# Textauszug
•••••

Mittwoch, Juli 18, 2007
Ich habe über Jahre hinweg in meinem Zimmer Fußbälle gegen die Wand über der Eingangstür geschleudert, um mit Hechtsprüngen die Abpraller aus der Luft zu pflücken. Stundenlang. Unablässig. Auf's Bett geschmissen habe ich mich. Der Lärm dröhnte durch's Haus. Das Lattenrost bog sich jedes Mal vor Schreck, Entsetzen und Empörung über solch unsanfte Behandlung. Meine Eltern haben enormen Gleichmut bewiesen. In jeder Grundschulpause drängelten wir uns vor dem kleinen Sportgeräteraum neben den miefigen Toiletten, um uns die Pille aushändigen zu lassen, und alsbald flog ich durch die ostfriesische Morgenluft, um die Angreifer der gegnerischen Mannschaft mit Flugparaden zur Verzweiflung zu bringen. Nun regnet es in Ostfriesland häufig, gerade in Herbst und Winter. Wo gehobelt wird, fallen Späne, wo Regen ist, entwickelt sich Schlamm, und wer fliegt, landet auch irgendwann. Oft mit den Knien zuerst, manchmal bäuchlings. Klatscht auf den Boden. Spätestens nach der zweiten großen Pause trottete ich nach erfolg- und manchmal auch verlustreichen Schlachten ziemlich dreckverschmiert zurück in den Unterricht. Meine Hose glich oft einem Golfplatz nach einer Flutkatastrophe – nass, matschig, voller Löcher. Meine Eltern haben großen Gleichmut bewiesen. So gut es ging. Es ging nicht immer. Verständlicherweise. Die Waschmaschine litt wortlos, erlitt irgendwann ein Schleudertrauma. Erst nach der Grundschule, als ich täglich ein paar Kilometer weiter zur Orientierungsstufe radeln musste, wo es auf dem Schulhof keinen Fußballacker gab und ich meine Leidenschaft für Tischtennis entdeckte, konnte die Waschmaschine aufatmen. Geschwächt war sie indes schon. Wenig später gab sie auf. Wir bekamen eine neue. Zu ihr war ich, inzwischen ein wenig gereift, gnädiger.

•••••

# Gegebene Einträge

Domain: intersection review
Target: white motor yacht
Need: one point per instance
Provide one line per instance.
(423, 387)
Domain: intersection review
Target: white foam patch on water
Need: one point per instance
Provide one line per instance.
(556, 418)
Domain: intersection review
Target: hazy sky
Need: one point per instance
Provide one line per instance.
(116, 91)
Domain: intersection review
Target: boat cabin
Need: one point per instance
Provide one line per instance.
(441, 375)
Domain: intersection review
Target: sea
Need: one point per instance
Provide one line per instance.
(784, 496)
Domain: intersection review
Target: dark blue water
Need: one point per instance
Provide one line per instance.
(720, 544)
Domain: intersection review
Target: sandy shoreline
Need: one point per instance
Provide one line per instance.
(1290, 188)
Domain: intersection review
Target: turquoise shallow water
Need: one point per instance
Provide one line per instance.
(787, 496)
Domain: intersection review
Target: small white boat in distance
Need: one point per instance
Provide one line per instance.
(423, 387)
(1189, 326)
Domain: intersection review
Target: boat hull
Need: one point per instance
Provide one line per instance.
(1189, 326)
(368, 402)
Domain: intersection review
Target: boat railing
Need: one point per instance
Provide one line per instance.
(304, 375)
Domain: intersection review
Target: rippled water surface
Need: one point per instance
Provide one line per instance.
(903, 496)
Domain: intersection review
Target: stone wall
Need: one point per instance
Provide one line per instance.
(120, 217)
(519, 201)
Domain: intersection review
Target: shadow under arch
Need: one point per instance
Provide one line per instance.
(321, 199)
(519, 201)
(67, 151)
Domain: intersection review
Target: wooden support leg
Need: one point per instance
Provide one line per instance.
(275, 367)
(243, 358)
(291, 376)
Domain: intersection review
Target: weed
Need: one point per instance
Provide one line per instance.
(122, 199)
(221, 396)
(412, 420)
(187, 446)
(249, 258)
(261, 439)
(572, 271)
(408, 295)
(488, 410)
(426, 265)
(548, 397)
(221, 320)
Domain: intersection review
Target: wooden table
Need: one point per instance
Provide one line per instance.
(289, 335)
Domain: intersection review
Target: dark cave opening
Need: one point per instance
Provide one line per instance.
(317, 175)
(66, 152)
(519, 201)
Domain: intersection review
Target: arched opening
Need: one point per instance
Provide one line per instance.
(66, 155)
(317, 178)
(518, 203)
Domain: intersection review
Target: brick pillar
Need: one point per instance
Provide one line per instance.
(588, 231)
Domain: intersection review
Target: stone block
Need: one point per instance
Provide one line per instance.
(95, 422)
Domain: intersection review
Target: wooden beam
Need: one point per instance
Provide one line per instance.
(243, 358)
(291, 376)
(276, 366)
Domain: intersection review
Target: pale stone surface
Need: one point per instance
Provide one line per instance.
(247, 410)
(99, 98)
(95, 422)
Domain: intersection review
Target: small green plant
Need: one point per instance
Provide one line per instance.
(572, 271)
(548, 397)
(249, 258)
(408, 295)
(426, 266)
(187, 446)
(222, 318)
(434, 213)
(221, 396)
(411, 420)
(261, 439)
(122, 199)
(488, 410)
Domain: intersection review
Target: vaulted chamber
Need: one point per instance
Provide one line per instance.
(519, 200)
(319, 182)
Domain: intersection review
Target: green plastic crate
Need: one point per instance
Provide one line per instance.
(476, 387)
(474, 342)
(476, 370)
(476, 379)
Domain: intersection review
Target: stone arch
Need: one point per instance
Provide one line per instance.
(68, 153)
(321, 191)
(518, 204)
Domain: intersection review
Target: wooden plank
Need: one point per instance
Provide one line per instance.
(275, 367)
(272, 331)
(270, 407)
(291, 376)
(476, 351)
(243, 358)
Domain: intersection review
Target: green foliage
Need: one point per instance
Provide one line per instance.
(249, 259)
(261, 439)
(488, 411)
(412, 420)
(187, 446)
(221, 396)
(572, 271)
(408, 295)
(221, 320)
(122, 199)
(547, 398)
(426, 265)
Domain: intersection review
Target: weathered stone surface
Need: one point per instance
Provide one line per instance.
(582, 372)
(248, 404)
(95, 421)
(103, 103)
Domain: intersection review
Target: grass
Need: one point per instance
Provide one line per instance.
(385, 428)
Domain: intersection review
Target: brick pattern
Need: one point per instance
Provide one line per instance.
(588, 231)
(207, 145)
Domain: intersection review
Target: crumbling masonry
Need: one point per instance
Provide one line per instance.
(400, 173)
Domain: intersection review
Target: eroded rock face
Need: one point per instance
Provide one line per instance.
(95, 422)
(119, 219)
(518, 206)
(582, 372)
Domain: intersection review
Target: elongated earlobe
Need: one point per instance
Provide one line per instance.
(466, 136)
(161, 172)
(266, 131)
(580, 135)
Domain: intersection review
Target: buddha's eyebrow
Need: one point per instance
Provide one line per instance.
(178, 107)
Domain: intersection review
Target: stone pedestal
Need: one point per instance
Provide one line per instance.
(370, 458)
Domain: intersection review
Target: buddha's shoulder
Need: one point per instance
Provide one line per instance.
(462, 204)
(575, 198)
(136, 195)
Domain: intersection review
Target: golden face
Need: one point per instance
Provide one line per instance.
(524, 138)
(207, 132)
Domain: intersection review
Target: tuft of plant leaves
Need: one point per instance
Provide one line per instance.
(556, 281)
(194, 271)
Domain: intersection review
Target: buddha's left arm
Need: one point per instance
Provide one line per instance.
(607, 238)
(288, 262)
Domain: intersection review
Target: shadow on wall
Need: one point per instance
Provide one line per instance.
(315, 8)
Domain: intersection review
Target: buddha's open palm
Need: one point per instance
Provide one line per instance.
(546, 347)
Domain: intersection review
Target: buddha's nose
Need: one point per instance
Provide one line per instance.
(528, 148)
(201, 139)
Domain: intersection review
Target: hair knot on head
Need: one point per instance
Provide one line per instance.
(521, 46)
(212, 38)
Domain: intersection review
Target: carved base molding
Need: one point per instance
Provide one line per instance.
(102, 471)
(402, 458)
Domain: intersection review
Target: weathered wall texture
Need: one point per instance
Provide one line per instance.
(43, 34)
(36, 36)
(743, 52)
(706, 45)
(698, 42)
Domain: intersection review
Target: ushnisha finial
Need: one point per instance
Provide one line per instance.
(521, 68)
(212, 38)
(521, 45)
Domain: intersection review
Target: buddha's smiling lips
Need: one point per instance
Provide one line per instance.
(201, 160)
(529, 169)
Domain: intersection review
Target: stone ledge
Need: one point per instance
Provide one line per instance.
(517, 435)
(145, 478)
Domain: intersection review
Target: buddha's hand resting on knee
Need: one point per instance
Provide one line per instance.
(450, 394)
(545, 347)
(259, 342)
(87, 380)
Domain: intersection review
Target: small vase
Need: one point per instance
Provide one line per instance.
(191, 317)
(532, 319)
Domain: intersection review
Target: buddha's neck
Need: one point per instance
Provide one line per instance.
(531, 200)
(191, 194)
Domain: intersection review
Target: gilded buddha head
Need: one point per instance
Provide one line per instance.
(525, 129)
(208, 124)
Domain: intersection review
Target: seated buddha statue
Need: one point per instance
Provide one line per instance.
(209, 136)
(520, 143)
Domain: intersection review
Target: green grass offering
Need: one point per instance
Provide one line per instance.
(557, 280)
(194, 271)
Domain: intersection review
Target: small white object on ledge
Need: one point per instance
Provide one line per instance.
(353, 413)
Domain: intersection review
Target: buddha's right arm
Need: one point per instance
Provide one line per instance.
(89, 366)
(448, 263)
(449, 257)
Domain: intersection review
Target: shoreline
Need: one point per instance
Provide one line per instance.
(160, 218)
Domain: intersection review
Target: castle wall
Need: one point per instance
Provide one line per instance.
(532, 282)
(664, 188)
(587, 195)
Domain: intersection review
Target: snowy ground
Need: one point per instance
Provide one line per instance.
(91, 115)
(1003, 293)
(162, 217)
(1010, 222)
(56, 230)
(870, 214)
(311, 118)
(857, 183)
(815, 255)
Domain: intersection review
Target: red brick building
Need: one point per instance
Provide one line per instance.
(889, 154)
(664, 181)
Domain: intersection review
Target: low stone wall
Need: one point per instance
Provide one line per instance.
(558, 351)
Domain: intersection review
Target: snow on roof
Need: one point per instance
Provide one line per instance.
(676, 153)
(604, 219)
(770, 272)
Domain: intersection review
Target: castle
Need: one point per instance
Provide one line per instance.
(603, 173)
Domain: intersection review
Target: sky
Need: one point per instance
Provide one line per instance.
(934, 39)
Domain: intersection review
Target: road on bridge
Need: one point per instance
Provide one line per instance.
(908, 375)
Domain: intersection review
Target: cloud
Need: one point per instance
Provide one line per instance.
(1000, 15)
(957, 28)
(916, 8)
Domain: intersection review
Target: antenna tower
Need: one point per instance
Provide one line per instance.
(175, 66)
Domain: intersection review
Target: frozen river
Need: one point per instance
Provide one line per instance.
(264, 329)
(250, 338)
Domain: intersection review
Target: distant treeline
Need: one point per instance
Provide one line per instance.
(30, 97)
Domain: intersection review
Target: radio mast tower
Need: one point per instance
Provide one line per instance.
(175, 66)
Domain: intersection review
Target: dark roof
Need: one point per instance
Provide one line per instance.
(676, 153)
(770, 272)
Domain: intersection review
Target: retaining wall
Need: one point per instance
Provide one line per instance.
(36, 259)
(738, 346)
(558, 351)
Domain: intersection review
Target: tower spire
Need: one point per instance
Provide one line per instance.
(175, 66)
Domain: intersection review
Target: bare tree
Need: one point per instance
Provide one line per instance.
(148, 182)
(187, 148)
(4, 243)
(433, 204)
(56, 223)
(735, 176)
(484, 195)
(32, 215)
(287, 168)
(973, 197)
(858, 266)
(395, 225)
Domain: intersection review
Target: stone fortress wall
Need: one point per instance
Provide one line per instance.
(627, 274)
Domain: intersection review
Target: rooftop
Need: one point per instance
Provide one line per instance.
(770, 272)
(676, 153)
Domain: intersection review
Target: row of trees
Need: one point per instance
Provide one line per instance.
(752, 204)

•••••

# Aufgabe 1
Für welche Sportart entdeckte die schreibende Person laut dem Textauszug nach der Grundschule ihre Leidenschaft?
# Aufgabe 2
Sammle alle Zeilen der Liste, in denen die Zeichenfolge „plant“ vorkommt, und achte dabei auf Groß- und Kleinschreibung.
Der Textauszug und die Liste stehen in keinem Zusammenhang miteinander.

# Antwort 1
Für Tischtennis.

# Antwort 2
Target: small green plant
Target: tuft of plant leaves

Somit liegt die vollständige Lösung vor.